::: DATA FOR ANALYSIS

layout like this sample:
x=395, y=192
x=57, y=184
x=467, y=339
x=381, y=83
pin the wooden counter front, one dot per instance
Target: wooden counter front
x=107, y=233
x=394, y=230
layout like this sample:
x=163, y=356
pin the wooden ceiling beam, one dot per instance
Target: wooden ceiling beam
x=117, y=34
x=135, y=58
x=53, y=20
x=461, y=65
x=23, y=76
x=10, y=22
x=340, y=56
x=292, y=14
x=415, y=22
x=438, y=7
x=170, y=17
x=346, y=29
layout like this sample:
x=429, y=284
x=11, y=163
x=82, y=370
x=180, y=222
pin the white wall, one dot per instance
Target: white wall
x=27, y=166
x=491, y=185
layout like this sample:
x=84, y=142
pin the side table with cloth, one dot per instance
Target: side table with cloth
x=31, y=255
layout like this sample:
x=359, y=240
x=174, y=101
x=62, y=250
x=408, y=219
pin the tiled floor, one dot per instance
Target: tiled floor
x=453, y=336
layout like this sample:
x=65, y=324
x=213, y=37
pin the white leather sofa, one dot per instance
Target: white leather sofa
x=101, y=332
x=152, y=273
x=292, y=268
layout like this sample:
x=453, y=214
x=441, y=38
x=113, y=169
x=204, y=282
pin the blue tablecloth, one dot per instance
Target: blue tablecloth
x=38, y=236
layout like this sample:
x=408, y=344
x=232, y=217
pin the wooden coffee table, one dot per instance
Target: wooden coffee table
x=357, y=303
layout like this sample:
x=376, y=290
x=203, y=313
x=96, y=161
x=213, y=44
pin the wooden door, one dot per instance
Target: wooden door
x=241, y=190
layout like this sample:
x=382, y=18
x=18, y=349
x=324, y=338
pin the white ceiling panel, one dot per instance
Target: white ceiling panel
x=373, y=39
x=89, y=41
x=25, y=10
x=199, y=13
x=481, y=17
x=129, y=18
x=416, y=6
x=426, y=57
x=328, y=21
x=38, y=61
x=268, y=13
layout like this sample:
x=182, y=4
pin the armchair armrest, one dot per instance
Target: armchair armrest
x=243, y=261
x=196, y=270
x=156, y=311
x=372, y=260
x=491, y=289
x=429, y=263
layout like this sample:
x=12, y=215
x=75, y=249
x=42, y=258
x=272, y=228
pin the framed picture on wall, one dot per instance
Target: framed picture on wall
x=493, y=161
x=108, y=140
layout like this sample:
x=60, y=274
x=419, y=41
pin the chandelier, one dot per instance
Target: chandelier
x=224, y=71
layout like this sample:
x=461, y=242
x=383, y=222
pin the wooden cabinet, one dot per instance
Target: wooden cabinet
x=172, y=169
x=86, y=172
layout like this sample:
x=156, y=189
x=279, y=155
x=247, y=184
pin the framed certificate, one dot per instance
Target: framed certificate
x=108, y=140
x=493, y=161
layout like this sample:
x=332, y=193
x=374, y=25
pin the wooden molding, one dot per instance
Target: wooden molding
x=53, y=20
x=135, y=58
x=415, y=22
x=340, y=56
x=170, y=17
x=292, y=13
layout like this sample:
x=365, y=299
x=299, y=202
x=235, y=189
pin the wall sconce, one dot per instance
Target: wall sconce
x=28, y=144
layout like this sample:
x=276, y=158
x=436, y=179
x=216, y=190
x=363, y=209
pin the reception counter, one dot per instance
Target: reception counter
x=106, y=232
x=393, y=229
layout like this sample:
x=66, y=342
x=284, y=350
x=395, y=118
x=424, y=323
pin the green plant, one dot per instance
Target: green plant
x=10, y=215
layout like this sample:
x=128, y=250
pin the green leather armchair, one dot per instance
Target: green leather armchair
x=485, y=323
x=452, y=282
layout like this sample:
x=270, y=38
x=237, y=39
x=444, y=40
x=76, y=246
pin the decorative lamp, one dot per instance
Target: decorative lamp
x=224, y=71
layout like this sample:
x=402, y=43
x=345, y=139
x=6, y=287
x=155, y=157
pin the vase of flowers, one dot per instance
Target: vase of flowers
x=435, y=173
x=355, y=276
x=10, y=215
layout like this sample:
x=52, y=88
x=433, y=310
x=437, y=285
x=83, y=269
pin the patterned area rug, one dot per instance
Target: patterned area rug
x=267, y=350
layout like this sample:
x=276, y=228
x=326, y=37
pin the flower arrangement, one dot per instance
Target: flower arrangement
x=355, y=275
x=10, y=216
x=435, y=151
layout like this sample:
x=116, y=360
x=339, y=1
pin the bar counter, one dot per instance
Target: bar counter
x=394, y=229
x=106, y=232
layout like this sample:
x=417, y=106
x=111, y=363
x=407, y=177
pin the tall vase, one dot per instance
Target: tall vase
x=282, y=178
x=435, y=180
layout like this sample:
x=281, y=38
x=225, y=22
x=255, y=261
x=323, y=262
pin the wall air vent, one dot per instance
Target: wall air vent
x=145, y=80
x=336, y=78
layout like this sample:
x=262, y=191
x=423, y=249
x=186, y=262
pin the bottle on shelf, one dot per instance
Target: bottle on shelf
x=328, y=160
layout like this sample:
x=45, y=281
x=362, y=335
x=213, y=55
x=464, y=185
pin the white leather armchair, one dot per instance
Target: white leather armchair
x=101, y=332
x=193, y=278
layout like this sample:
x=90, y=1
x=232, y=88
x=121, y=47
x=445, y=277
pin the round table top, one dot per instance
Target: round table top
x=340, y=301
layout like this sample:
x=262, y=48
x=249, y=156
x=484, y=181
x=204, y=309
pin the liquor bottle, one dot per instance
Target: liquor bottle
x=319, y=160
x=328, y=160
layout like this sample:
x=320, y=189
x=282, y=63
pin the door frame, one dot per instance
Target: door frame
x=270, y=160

::::::

§ ASSIGNMENT
All of the material above should be transcribed exactly, with no line omitted.

§ RESULT OF THIS TASK
layout like this sample:
x=395, y=192
x=57, y=184
x=467, y=339
x=381, y=83
pin the wooden counter front, one dot per instance
Target: wooden counter front
x=107, y=233
x=394, y=230
layout like this sample:
x=163, y=356
pin the wooden ceiling beam, one dot per instance
Target: wooden ceiling beam
x=117, y=34
x=135, y=58
x=53, y=20
x=461, y=65
x=23, y=76
x=10, y=22
x=340, y=56
x=292, y=14
x=415, y=22
x=438, y=7
x=170, y=17
x=346, y=29
layout like this sample:
x=429, y=284
x=11, y=163
x=82, y=370
x=180, y=222
pin the white wall, one dot per instance
Target: white wall
x=27, y=166
x=491, y=185
layout like this sample:
x=84, y=142
pin the side table with cloth, one dot per instance
Target: side table with cloth
x=31, y=255
layout like this sample:
x=359, y=240
x=174, y=101
x=62, y=250
x=408, y=219
pin the tiled floor, one dot per instance
Target: tiled floor
x=453, y=336
layout like this sample:
x=65, y=324
x=213, y=37
pin the white leather sofa, one dot per instance
Target: white leather sofa
x=101, y=332
x=152, y=273
x=292, y=268
layout like this sample:
x=453, y=214
x=441, y=38
x=113, y=169
x=204, y=282
pin the blue tablecloth, one dot per instance
Target: blue tablecloth
x=38, y=236
layout like this sample:
x=408, y=344
x=232, y=217
pin the wooden coffee table, one dot per instance
Target: wooden coffee table
x=357, y=303
layout like this sample:
x=376, y=290
x=203, y=313
x=96, y=161
x=213, y=44
pin the wooden door, one dot per instance
Target: wooden door
x=241, y=190
layout like this sample:
x=382, y=18
x=18, y=349
x=324, y=338
pin the white ceiling panel, one dot per instance
Target: white ceiling panel
x=373, y=39
x=89, y=41
x=25, y=10
x=199, y=13
x=481, y=17
x=129, y=18
x=416, y=6
x=426, y=57
x=328, y=21
x=38, y=61
x=268, y=13
layout like this sample:
x=182, y=4
pin the armchair armrest, one dot per instance
Target: armchair armrest
x=243, y=261
x=196, y=270
x=156, y=311
x=372, y=260
x=491, y=289
x=429, y=263
layout like this sample:
x=12, y=215
x=75, y=249
x=42, y=258
x=272, y=228
pin the framed picture on wall, one dot per instance
Target: framed picture on wall
x=493, y=161
x=108, y=140
layout like this sample:
x=60, y=274
x=419, y=41
pin the chandelier, one dot per instance
Target: chandelier
x=224, y=71
layout like this sample:
x=461, y=242
x=383, y=222
pin the wooden cabinet, one dot per instance
Target: wooden cabinet
x=172, y=169
x=86, y=172
layout like this sample:
x=156, y=189
x=279, y=155
x=247, y=184
pin the framed certificate, one dot per instance
Target: framed certificate
x=108, y=140
x=493, y=161
layout like this sample:
x=332, y=193
x=374, y=25
pin the wooden molding, one dot per instance
Target: wooden molding
x=53, y=20
x=135, y=58
x=415, y=22
x=340, y=56
x=170, y=17
x=292, y=13
layout like this sample:
x=365, y=299
x=299, y=202
x=235, y=189
pin the wall sconce, one dot per instance
Target: wall sconce
x=28, y=144
layout like this sample:
x=276, y=158
x=436, y=179
x=216, y=190
x=363, y=209
pin the reception counter, one dot per instance
Target: reception counter
x=106, y=232
x=393, y=229
layout like this sample:
x=66, y=342
x=284, y=350
x=395, y=118
x=424, y=323
pin the green plant, one dot per instance
Target: green plant
x=10, y=215
layout like this sample:
x=128, y=250
pin the green leather armchair, one dot per instance
Target: green leather armchair
x=485, y=323
x=452, y=282
layout like this sample:
x=270, y=38
x=237, y=39
x=444, y=40
x=76, y=246
pin the decorative lamp, one dot per instance
Target: decorative lamp
x=224, y=71
layout like this sample:
x=402, y=43
x=345, y=139
x=6, y=287
x=155, y=157
pin the vase of flowers, one dot per instance
Target: vase of flowers
x=435, y=173
x=355, y=276
x=10, y=215
layout like this sample:
x=52, y=88
x=433, y=310
x=437, y=285
x=83, y=269
pin the patterned area rug, one dot per instance
Target: patterned area rug
x=267, y=350
layout like this sample:
x=276, y=228
x=326, y=37
pin the flower arrangement, one dot per instance
Target: flower arrangement
x=355, y=275
x=10, y=216
x=435, y=151
layout like this sample:
x=116, y=360
x=339, y=1
pin the bar counter, one dot per instance
Target: bar counter
x=394, y=229
x=106, y=232
layout like this sample:
x=417, y=106
x=111, y=363
x=407, y=177
pin the tall vase, one dot per instance
Target: tall vase
x=282, y=178
x=435, y=180
layout like this sample:
x=281, y=38
x=225, y=22
x=255, y=261
x=323, y=262
pin the wall air vent, one dot per instance
Target: wall air vent
x=145, y=80
x=336, y=78
layout like this sample:
x=262, y=191
x=423, y=249
x=186, y=262
pin the bottle on shelf, one dot per instance
Target: bottle on shelf
x=328, y=160
layout like this sample:
x=45, y=281
x=362, y=335
x=213, y=55
x=464, y=185
pin the white leather armchair, one dot per instance
Target: white leather armchair
x=101, y=332
x=193, y=278
layout like this sample:
x=90, y=1
x=232, y=88
x=121, y=47
x=445, y=277
pin the round table top, one dot per instance
Target: round table top
x=340, y=301
layout like this sample:
x=262, y=48
x=249, y=156
x=484, y=181
x=204, y=309
pin the liquor bottle, one dot per instance
Target: liquor bottle
x=319, y=160
x=328, y=160
layout like this sample:
x=320, y=189
x=282, y=63
pin the door frame, one dot per instance
Target: door frame
x=270, y=160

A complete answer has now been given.